- **Consigne**:
Selon le texte sur l'économie russe, quelle part des exportations de la Russie le pétrole représente-t-il ?

- **Texte extrait**:
____

Les sanctions ont constitué un obstacle pour les grands groupes tournés vers l'export que sont les entreprises du complexe militaro-industriel et du secteur énergétique. L'interdiction pour ces dernières d'emprunter à plus de 90 jours sur les marchés internationaux a nui à leur développement. 

Mais bien plus que les sanctions c'est la chute des cours du brut qui a impacté l'économie russe. On est passé d'un baril aux alentours des 100 dollars à la mi-2014, à un baril qui n'en valait plus qu'une trentaine début 2016. Pour l'économie russe, dont le pétrole représente 40% des exportations, le coup a été rude. C'est -essentiellement- ce qui a provoqué la chute du rouble, laquelle a fortement impacté le niveau de vie des Russes. Les gens ont accusé le coup. La vie, notamment dans les provinces, plus impactées, est devenue plus difficile encore. 

Mais les Russes ont une capacité de résilience que nous n'avons plus. Ils ont serré les dents et fait le dos rond. L'inflation a dépassé les 15% en 2015 ? Elle dépassait les 90% en 1999, lorsque Vladimir Poutine est arrivé au pouvoir et les 2660% en 1992 lorsqu'Eltsine, coqueluche des Occidentaux, mettait en place sa thérapie de choc sous la houlette des conseillers de Goldman Sachs. Les Russes souffrent, grognent. Mais ils en ont connu d'autres, si vous me permettez l'expression. Et cette patience paie. 

Aujourd'hui les cours du brut sont repartis à la hausse. Le baril d'Oural se négocie actuellement  à 62 dollars. Depuis le pic le plus bas, il a donc doublé. La Russie continue d'exporter son pétrole et son gaz, y compris dans les pays qui se déclarent ses plus farouches opposants. Le secteur énergétique et ses millions de salariés tiennent donc le choc. 

Les industries de défense, qui ont dû faire face à la rupture avec leurs équipementiers ukrainiens et occidentaux, se sont certes retrouvées en difficulté. De nombreux programmes d'armement ont été retardés. Mais cela a contraint le Kremlin à soutenir le complexe militaro-industriel plus que jamais, afin de faciliter l'acquisition de l'autonomie sur les segments impactés. Cela n'a pas encore pleinement payé. Bien des lacunes demeurent. Mais on peut raisonnablement penser que, d'ici 2025, la Russie sortira finalement renforcée, car disposant d'une autonomie stratégique unique en Europe en matière d'armements. Et le complexe militaro-industriel russe a profité du formidable outil marketing qu'ont été les opérations russes en Syrie. Ses exportations d'armes se sont envolées. L'armement, rappelons-le, ce sont également des millions d'emplois qui se voient, de la sorte, sanctuarisés...

____

- **Extrait de données**:
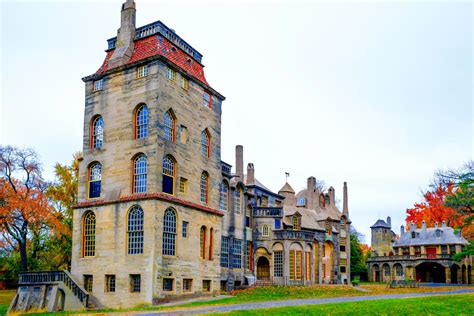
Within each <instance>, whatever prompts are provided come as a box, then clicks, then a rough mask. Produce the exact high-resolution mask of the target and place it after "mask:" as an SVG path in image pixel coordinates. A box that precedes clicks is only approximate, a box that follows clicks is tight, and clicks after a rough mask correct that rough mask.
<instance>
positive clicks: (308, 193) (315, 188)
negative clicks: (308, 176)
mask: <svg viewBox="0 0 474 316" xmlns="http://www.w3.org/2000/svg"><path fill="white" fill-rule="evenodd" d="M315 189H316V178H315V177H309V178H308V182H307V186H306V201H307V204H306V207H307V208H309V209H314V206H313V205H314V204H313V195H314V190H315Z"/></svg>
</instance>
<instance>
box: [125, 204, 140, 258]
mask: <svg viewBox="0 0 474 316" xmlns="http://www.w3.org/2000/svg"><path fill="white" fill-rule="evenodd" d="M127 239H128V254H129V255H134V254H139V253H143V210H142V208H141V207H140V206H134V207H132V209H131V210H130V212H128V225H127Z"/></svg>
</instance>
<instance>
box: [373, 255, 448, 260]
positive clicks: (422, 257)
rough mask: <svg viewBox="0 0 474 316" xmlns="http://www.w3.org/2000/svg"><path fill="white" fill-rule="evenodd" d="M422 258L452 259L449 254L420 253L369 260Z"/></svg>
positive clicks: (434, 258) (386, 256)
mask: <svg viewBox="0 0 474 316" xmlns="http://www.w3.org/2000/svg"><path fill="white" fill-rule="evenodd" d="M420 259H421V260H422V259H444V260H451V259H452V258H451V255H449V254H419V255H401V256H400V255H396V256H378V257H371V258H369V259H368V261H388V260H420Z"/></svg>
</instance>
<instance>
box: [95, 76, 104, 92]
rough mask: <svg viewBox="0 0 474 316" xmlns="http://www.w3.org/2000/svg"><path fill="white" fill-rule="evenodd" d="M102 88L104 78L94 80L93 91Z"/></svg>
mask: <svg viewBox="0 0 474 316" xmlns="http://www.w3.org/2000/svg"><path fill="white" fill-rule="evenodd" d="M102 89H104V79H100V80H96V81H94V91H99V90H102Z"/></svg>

____

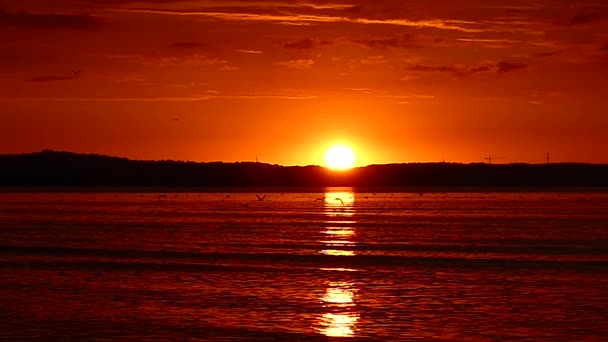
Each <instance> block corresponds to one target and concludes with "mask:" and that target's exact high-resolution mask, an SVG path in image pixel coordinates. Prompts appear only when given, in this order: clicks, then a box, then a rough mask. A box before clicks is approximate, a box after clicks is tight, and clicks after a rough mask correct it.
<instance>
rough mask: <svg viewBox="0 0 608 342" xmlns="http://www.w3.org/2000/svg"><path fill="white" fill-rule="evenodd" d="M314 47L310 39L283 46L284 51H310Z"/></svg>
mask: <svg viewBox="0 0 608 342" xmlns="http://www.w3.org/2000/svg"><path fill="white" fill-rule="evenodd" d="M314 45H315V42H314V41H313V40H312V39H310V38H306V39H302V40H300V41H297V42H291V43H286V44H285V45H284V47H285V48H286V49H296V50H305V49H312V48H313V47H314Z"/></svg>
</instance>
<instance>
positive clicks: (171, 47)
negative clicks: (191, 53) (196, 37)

____

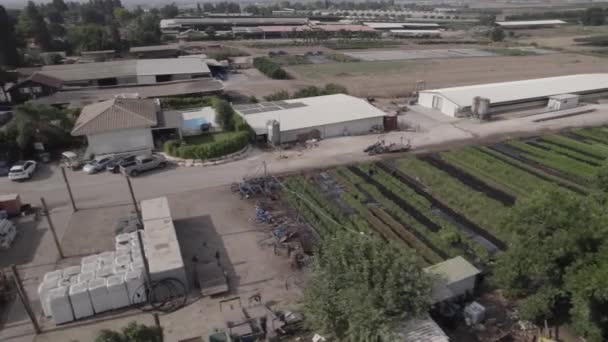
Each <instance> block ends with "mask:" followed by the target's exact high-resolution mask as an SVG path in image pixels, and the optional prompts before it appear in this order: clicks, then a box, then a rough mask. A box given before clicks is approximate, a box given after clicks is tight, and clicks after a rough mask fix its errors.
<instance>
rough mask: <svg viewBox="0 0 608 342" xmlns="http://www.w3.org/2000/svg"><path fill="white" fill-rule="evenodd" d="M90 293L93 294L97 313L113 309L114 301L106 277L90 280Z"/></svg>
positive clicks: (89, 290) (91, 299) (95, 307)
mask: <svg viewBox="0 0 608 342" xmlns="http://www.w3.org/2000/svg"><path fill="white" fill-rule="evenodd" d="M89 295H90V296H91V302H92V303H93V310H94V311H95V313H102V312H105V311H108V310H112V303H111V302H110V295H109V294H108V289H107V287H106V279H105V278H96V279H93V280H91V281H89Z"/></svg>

____

- **Réponse**:
Le pétrole représente 40 % des exportations russes.